══ Extracted records

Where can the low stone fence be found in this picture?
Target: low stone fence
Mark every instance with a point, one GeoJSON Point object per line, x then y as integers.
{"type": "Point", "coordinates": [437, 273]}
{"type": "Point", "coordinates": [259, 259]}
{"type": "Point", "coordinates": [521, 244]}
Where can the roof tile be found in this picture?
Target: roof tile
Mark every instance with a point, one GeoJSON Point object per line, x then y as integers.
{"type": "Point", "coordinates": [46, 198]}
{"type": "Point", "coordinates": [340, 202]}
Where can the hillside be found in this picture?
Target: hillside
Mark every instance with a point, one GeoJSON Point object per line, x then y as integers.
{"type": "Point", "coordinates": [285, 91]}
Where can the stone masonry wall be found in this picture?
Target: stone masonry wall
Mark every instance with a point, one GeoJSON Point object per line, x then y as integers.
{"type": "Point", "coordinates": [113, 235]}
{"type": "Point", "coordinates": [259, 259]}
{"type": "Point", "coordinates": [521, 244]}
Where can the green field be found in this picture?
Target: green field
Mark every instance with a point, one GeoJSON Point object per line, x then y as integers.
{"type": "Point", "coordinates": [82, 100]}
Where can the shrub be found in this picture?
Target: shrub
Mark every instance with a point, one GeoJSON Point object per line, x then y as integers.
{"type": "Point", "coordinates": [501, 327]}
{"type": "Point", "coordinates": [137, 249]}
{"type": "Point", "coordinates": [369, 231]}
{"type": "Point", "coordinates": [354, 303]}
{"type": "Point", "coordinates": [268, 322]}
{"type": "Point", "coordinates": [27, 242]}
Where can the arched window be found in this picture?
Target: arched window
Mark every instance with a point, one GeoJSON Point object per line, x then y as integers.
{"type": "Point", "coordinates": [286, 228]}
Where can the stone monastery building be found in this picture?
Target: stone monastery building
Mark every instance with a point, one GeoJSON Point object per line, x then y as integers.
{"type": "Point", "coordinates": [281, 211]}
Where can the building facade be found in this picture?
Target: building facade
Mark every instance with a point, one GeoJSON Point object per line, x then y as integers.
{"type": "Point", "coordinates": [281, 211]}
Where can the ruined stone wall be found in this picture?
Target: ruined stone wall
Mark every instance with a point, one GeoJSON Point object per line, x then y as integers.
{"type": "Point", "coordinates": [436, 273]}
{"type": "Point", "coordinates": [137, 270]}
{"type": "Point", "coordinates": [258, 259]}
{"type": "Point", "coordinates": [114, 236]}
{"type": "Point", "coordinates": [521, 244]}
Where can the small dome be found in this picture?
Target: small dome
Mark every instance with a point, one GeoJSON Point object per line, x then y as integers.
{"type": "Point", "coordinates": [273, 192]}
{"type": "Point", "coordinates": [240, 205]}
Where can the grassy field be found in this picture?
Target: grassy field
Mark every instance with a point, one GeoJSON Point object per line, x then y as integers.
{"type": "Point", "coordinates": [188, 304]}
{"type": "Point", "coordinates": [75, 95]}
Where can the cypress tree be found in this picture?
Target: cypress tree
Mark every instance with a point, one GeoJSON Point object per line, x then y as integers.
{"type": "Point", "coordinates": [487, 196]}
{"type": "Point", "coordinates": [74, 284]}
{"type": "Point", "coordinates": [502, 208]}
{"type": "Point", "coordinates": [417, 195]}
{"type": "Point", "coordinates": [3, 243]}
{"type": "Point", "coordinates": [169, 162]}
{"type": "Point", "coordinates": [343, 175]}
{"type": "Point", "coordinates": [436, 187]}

════

■ What you have to do:
From the material given, work out how many lines hold the string "shrub"; state that number and nothing further.

■ Solution for this task:
2